start DOCUMENT SEGMENT

Changelog

Version 1.2.0 (2021-09-07)

  • Supported platforms: macOS 11, Windows 10, Linux (.deb, tested on Ubuntu 20.x, Debian GNU Linux 10, Linux Mint 20)
  • New:
    • added the possibility to execute multi-URL scrapes using the same scraping recipe, with all the data written into one common output file
    • in Scraping recipe, added (optional) parameter Regex to input regular expressions to be used with commands returning textual output
    • added option to save output as XLSX only (please note that while scraping, CSV is still saved as a backup and only removed after XLSX is saved at the end)
    • added command ‘reload/refresh the original URL’; this may be useful, e.g., in combination with command click that may change the site’s content
    • added command ‘current URL’; this may be useful, e.g., for multi-URL scrapes where a column containing current URL may help to distinguish which scraped data are related to which URL
    • added commands ‘page source: extract all the data matching regex’ and ‘element’s HTML: extract all the data matching regex’. If no regex is specified, these commands will extract and output the whole page source or the whole element’s HTML, respectively; therefore, in most cases, it is desirable to specify a regex to only extract the relevant content
    • added ‘Stop scraper’ to the menu and the tray menu; especially useful in case of intensive scrapes that open many new tabs in rapid succession, bringing the browser in front of the OsiScraper’s main window
  • Changed:
    • enhanced the code to limit occurrence of stale main elements while scraping
  • Fix / macOS:
    • dealt with a Mac bug causing slow start on some Macs under some circumstances

Version 1.1.0 (2021-07-24)

  • Supported platforms: macOS 11, Windows 10, Linux (.deb, tested on Ubuntu 20.x, Debian GNU Linux 10, Linux Mint 20)
  • New:
    • added (optional) output in XLSX format along with the default CSV
    • added command ‘download base64-encoded image from attribute {arg}’ (for image data included directly in an attribute instead of in a file; downloads the data and saves it as PNG)

end DOCUMENT SEGMENT
start ENTRIES

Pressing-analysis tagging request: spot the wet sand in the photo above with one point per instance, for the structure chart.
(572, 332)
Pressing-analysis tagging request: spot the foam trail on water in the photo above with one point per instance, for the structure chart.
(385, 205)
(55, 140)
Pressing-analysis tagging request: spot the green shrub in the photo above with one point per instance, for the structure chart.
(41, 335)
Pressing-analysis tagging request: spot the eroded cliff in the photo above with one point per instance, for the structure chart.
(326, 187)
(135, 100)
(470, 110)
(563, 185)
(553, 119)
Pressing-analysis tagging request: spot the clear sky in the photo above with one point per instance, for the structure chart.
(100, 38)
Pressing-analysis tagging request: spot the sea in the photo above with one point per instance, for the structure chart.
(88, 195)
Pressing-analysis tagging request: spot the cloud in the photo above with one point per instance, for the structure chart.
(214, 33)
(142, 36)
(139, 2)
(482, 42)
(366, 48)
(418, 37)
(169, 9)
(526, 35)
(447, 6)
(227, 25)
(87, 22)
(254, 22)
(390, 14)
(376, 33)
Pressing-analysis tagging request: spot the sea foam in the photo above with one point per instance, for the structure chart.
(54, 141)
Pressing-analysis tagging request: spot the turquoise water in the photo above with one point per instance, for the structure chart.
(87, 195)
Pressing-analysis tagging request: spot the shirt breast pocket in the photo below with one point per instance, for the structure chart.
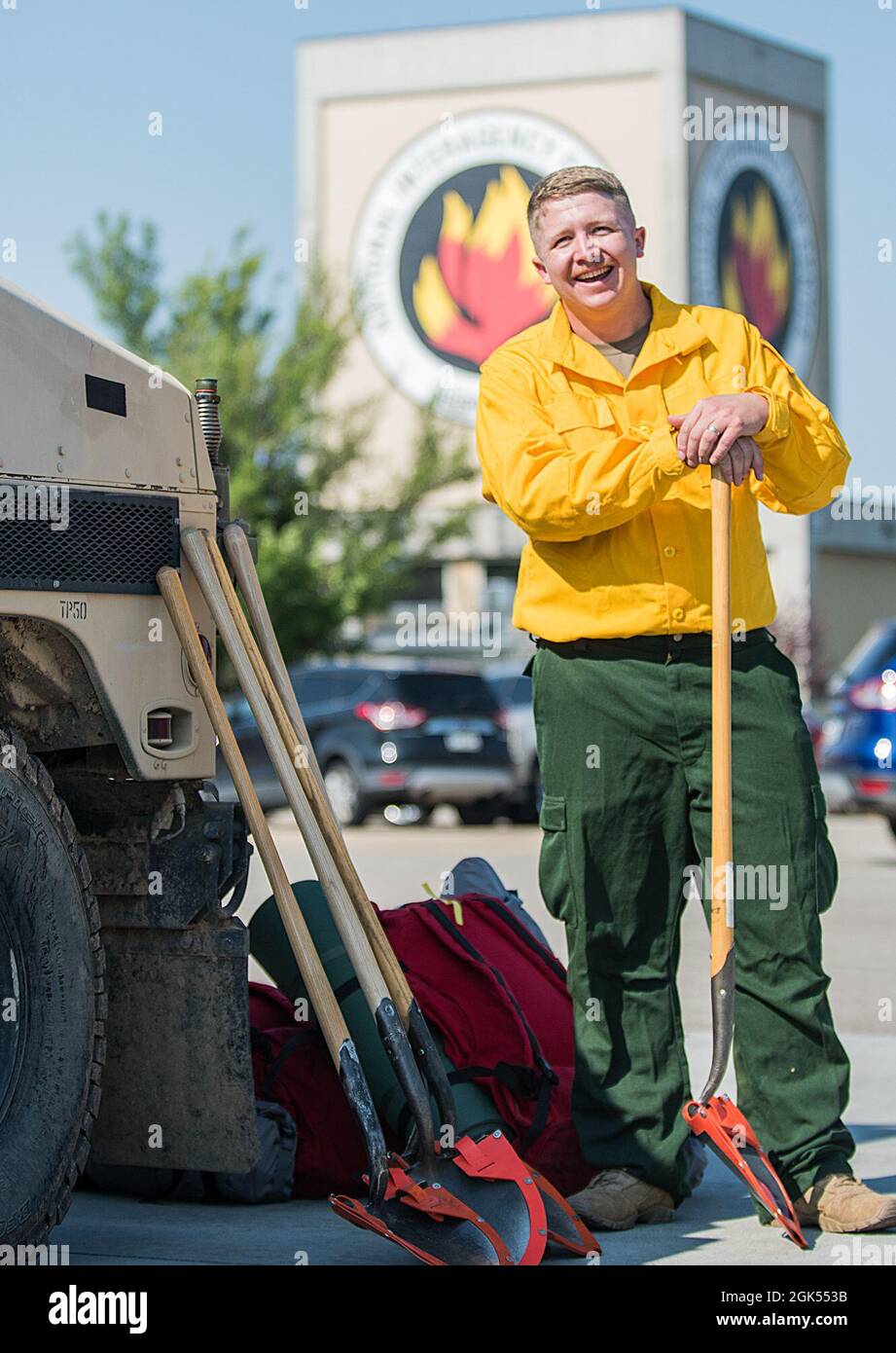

end ENTRIES

> _REQUIRED WORK_
1. Echo the changelog word for word, starting with "Version 1.2.0 (2021-09-07)" and going on through "at the end)".
2. Which commands does the changelog say were added?
3. In the changelog, why is it usually desirable to specify a regex with the two new "extract all the data matching regex" commands?
You won't need the rows.

> _ANSWERS FOR THIS EXERCISE_
1.
Version 1.2.0 (2021-09-07)

  • Supported platforms: macOS 11, Windows 10, Linux (.deb, tested on Ubuntu 20.x, Debian GNU Linux 10, Linux Mint 20)
  • New:
    • added the possibility to execute multi-URL scrapes using the same scraping recipe, with all the data written into one common output file
    • in Scraping recipe, added (optional) parameter Regex to input regular expressions to be used with commands returning textual output
    • added option to save output as XLSX only (please note that while scraping, CSV is still saved as a backup and only removed after XLSX is saved at the end)

2.
- ‘reload/refresh the original URL’
- ‘current URL’
- ‘page source: extract all the data matching regex’
- ‘element’s HTML: extract all the data matching regex’
- ‘download base64-encoded image from attribute {arg}’

3. Without a regex, these commands extract and output the whole page source or the whole element’s HTML. A regex limits the output to the relevant content.